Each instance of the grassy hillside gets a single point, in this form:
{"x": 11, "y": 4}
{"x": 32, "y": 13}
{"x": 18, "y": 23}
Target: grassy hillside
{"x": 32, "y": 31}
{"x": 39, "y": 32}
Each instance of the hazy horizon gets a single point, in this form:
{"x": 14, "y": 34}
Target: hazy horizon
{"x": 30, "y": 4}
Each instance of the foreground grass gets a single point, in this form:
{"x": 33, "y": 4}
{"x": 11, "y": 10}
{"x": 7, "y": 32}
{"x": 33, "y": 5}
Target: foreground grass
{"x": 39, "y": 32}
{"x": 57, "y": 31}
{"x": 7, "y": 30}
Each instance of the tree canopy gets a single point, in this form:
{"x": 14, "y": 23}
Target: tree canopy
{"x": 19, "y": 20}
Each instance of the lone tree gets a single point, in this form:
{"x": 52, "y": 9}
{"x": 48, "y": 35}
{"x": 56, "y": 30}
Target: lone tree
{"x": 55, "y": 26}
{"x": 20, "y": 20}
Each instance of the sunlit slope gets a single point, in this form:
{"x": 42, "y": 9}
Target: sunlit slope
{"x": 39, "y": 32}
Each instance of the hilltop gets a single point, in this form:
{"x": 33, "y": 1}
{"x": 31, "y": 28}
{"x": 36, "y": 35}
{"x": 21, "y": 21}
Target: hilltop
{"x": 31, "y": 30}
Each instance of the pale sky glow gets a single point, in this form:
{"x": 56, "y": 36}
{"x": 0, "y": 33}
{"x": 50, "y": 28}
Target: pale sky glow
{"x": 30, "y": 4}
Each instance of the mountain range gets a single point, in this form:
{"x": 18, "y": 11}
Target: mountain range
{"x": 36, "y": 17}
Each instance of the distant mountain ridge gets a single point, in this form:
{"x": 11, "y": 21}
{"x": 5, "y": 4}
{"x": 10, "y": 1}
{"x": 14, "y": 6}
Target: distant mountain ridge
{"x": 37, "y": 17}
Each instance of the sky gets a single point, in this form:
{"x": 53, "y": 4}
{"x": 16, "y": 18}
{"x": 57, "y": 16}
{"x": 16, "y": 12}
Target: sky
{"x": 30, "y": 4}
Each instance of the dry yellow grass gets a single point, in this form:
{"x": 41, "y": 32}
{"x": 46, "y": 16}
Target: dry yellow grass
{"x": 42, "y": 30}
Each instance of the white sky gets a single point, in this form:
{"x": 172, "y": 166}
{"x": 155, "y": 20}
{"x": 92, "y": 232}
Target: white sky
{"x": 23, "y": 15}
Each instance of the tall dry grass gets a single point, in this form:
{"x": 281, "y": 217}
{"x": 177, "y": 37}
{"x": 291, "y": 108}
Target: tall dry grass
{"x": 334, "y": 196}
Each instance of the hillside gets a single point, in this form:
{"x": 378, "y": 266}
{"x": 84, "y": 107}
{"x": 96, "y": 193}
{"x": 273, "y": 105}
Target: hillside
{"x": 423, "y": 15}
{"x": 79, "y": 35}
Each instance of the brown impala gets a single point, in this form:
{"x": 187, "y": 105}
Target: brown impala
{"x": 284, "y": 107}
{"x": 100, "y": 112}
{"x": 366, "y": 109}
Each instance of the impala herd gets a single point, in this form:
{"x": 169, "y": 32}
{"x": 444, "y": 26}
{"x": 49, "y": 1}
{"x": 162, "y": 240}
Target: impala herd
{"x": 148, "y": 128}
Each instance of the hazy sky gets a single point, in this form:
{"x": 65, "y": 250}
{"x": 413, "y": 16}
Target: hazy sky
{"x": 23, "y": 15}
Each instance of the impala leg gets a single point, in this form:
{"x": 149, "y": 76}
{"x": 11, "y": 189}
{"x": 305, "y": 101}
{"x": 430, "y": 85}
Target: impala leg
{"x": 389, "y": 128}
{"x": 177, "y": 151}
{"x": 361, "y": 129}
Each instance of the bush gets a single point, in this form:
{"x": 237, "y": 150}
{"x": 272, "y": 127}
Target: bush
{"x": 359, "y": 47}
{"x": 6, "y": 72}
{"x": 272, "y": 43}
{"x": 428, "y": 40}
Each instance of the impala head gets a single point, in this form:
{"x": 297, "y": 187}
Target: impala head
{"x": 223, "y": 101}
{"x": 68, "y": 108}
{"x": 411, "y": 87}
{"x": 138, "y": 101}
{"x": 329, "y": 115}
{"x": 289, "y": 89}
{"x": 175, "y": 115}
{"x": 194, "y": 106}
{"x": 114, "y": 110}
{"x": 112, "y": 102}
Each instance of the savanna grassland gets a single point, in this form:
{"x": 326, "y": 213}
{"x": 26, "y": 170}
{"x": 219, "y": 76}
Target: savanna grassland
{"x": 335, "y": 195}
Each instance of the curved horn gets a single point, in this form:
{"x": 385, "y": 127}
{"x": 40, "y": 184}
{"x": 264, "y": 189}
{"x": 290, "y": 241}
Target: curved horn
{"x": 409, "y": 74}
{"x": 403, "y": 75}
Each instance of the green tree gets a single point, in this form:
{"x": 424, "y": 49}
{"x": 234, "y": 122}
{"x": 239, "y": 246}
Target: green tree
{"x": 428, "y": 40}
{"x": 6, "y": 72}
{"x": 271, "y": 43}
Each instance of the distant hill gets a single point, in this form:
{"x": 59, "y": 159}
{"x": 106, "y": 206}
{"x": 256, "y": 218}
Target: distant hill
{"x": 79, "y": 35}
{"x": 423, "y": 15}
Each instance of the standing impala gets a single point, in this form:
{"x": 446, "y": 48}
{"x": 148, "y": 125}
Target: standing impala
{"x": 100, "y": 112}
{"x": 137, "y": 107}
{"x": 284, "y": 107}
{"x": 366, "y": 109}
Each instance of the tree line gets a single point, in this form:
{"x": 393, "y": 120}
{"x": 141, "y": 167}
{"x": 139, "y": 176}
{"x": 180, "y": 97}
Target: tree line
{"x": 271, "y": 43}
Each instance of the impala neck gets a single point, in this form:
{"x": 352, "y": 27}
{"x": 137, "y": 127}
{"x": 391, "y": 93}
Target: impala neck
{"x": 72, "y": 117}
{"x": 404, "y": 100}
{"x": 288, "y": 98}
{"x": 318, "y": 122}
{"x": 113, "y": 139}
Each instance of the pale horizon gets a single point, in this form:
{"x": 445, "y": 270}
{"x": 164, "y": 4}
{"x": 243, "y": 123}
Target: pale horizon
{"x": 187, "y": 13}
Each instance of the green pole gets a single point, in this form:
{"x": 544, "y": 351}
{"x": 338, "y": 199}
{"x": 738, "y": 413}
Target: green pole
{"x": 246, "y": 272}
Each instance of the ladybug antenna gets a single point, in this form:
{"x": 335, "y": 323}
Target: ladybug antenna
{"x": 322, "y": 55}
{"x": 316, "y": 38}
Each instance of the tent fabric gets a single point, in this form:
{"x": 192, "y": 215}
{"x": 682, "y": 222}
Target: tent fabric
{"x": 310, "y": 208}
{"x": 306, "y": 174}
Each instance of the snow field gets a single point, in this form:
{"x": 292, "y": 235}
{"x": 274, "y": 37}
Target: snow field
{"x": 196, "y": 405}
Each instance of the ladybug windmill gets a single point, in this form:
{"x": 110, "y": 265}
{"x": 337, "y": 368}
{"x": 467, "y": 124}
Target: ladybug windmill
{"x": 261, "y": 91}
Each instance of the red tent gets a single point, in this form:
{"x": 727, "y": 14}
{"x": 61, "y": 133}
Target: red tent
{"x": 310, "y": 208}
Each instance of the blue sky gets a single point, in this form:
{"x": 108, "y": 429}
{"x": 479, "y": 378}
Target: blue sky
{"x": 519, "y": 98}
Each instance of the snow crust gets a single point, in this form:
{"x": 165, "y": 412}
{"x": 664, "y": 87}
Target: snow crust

+ + + + +

Could you quote the material above in full, exactly as it stands?

### The answer
Each instance of the grassy hillside gets a single point, in this form:
{"x": 11, "y": 4}
{"x": 32, "y": 13}
{"x": 18, "y": 23}
Target: grassy hillside
{"x": 32, "y": 31}
{"x": 39, "y": 32}
Each instance of the hazy horizon gets a single point, in this form:
{"x": 14, "y": 34}
Target: hazy horizon
{"x": 30, "y": 4}
Each instance of the foreground grass gets a single point, in this form:
{"x": 33, "y": 4}
{"x": 11, "y": 10}
{"x": 7, "y": 32}
{"x": 33, "y": 5}
Target: foreground grass
{"x": 39, "y": 32}
{"x": 57, "y": 31}
{"x": 7, "y": 30}
Each instance of the tree canopy gets a single point, in this form:
{"x": 14, "y": 23}
Target: tree canopy
{"x": 19, "y": 20}
Each instance of the lone tree gets a single point, in this form:
{"x": 52, "y": 9}
{"x": 48, "y": 35}
{"x": 56, "y": 30}
Target: lone tree
{"x": 55, "y": 26}
{"x": 20, "y": 20}
Each instance of the sunlit slope gets a single point, in this form:
{"x": 42, "y": 9}
Target: sunlit slope
{"x": 39, "y": 32}
Each instance of the hilltop gets a single point, in this form:
{"x": 33, "y": 1}
{"x": 31, "y": 28}
{"x": 36, "y": 35}
{"x": 21, "y": 21}
Target: hilltop
{"x": 31, "y": 30}
Each instance of the pale sky glow gets a single point, in this form:
{"x": 56, "y": 36}
{"x": 0, "y": 33}
{"x": 50, "y": 28}
Target: pale sky glow
{"x": 30, "y": 4}
Each instance of the mountain range gets a single point, in this form:
{"x": 18, "y": 11}
Target: mountain range
{"x": 36, "y": 17}
Each instance of the distant mountain ridge gets a single point, in this form:
{"x": 11, "y": 21}
{"x": 5, "y": 4}
{"x": 10, "y": 1}
{"x": 14, "y": 6}
Target: distant mountain ridge
{"x": 37, "y": 17}
Each instance of the sky gets a single point, in this form:
{"x": 53, "y": 4}
{"x": 16, "y": 18}
{"x": 57, "y": 16}
{"x": 16, "y": 12}
Target: sky
{"x": 30, "y": 4}
Each instance of the dry yellow grass gets a single point, in this form:
{"x": 41, "y": 32}
{"x": 46, "y": 16}
Target: dry yellow grass
{"x": 42, "y": 30}
Each instance of the white sky gets a single point, in this form:
{"x": 172, "y": 166}
{"x": 155, "y": 20}
{"x": 92, "y": 232}
Target: white sky
{"x": 23, "y": 15}
Each instance of the tall dry grass gets a single point, in this form:
{"x": 281, "y": 217}
{"x": 177, "y": 37}
{"x": 291, "y": 108}
Target: tall dry grass
{"x": 334, "y": 196}
Each instance of the hillside gets a single point, in this form:
{"x": 378, "y": 266}
{"x": 84, "y": 107}
{"x": 96, "y": 193}
{"x": 273, "y": 105}
Target: hillside
{"x": 423, "y": 15}
{"x": 79, "y": 35}
Each instance of the brown impala gets a single point, in this form:
{"x": 187, "y": 105}
Target: brown impala
{"x": 284, "y": 107}
{"x": 100, "y": 112}
{"x": 366, "y": 109}
Each instance of the impala herd gets a single point, in this form:
{"x": 169, "y": 32}
{"x": 444, "y": 26}
{"x": 49, "y": 1}
{"x": 162, "y": 240}
Target: impala herd
{"x": 148, "y": 128}
Each instance of the hazy sky gets a single point, in this form:
{"x": 65, "y": 250}
{"x": 413, "y": 16}
Target: hazy sky
{"x": 23, "y": 15}
Each instance of the impala leg gets a single point, in this form:
{"x": 149, "y": 76}
{"x": 11, "y": 189}
{"x": 305, "y": 101}
{"x": 430, "y": 85}
Target: impala leg
{"x": 389, "y": 128}
{"x": 177, "y": 151}
{"x": 361, "y": 129}
Each instance of the bush gets a single point, in this form:
{"x": 237, "y": 150}
{"x": 272, "y": 127}
Target: bush
{"x": 359, "y": 47}
{"x": 6, "y": 72}
{"x": 272, "y": 43}
{"x": 428, "y": 40}
Each instance of the impala head gets a single point, in this form:
{"x": 297, "y": 187}
Target: impala head
{"x": 223, "y": 101}
{"x": 68, "y": 108}
{"x": 411, "y": 87}
{"x": 138, "y": 101}
{"x": 329, "y": 115}
{"x": 289, "y": 89}
{"x": 175, "y": 115}
{"x": 194, "y": 106}
{"x": 114, "y": 110}
{"x": 112, "y": 102}
Each instance of the savanna grassland gets a single point, in this form:
{"x": 326, "y": 213}
{"x": 26, "y": 170}
{"x": 219, "y": 76}
Target: savanna grassland
{"x": 335, "y": 195}
Each instance of the curved horn gets a single point, in this form:
{"x": 385, "y": 127}
{"x": 40, "y": 184}
{"x": 264, "y": 189}
{"x": 290, "y": 241}
Target: curved horn
{"x": 409, "y": 74}
{"x": 403, "y": 75}
Each instance of the green tree gets a single point, in this form:
{"x": 424, "y": 49}
{"x": 234, "y": 122}
{"x": 239, "y": 246}
Target: green tree
{"x": 428, "y": 40}
{"x": 6, "y": 72}
{"x": 271, "y": 43}
Each instance of the distant hill gets a single point, in this form:
{"x": 59, "y": 159}
{"x": 106, "y": 206}
{"x": 256, "y": 218}
Target: distant hill
{"x": 79, "y": 35}
{"x": 423, "y": 15}
Each instance of the standing impala gets a single point, in this form:
{"x": 446, "y": 48}
{"x": 148, "y": 125}
Target: standing impala
{"x": 100, "y": 112}
{"x": 137, "y": 107}
{"x": 284, "y": 107}
{"x": 366, "y": 109}
Each instance of the tree line gets a single point, in this form:
{"x": 393, "y": 120}
{"x": 141, "y": 167}
{"x": 139, "y": 176}
{"x": 180, "y": 97}
Target: tree line
{"x": 271, "y": 43}
Each instance of the impala neck gets a single point, in this form:
{"x": 352, "y": 27}
{"x": 137, "y": 127}
{"x": 391, "y": 93}
Target: impala neck
{"x": 72, "y": 117}
{"x": 404, "y": 100}
{"x": 288, "y": 98}
{"x": 318, "y": 122}
{"x": 113, "y": 139}
Each instance of the pale horizon gets a single point, in this form:
{"x": 445, "y": 270}
{"x": 164, "y": 4}
{"x": 243, "y": 123}
Target: pale horizon
{"x": 187, "y": 13}
Each instance of the green pole gets a single point, in this form:
{"x": 544, "y": 351}
{"x": 338, "y": 199}
{"x": 738, "y": 413}
Target: green pole
{"x": 246, "y": 272}
Each instance of the ladybug antenna gets a single point, in this form:
{"x": 335, "y": 323}
Target: ladybug antenna
{"x": 322, "y": 55}
{"x": 316, "y": 38}
Each instance of the tent fabric gets a single point, in this form:
{"x": 192, "y": 215}
{"x": 682, "y": 222}
Target: tent fabric
{"x": 310, "y": 208}
{"x": 306, "y": 174}
Each instance of the snow field gets a single point, in this form:
{"x": 292, "y": 235}
{"x": 274, "y": 37}
Target: snow field
{"x": 196, "y": 405}
Each instance of the ladybug windmill gets a single point, in this form:
{"x": 110, "y": 265}
{"x": 337, "y": 368}
{"x": 467, "y": 124}
Target: ladybug windmill
{"x": 261, "y": 91}
Each instance of the red tent gets a single point, in this form:
{"x": 727, "y": 14}
{"x": 61, "y": 133}
Target: red tent
{"x": 310, "y": 208}
Each instance of the blue sky gets a single point, in this form:
{"x": 108, "y": 429}
{"x": 479, "y": 378}
Target: blue sky
{"x": 519, "y": 98}
Each instance of the snow crust gets a single point, in this form:
{"x": 165, "y": 412}
{"x": 664, "y": 87}
Target: snow crust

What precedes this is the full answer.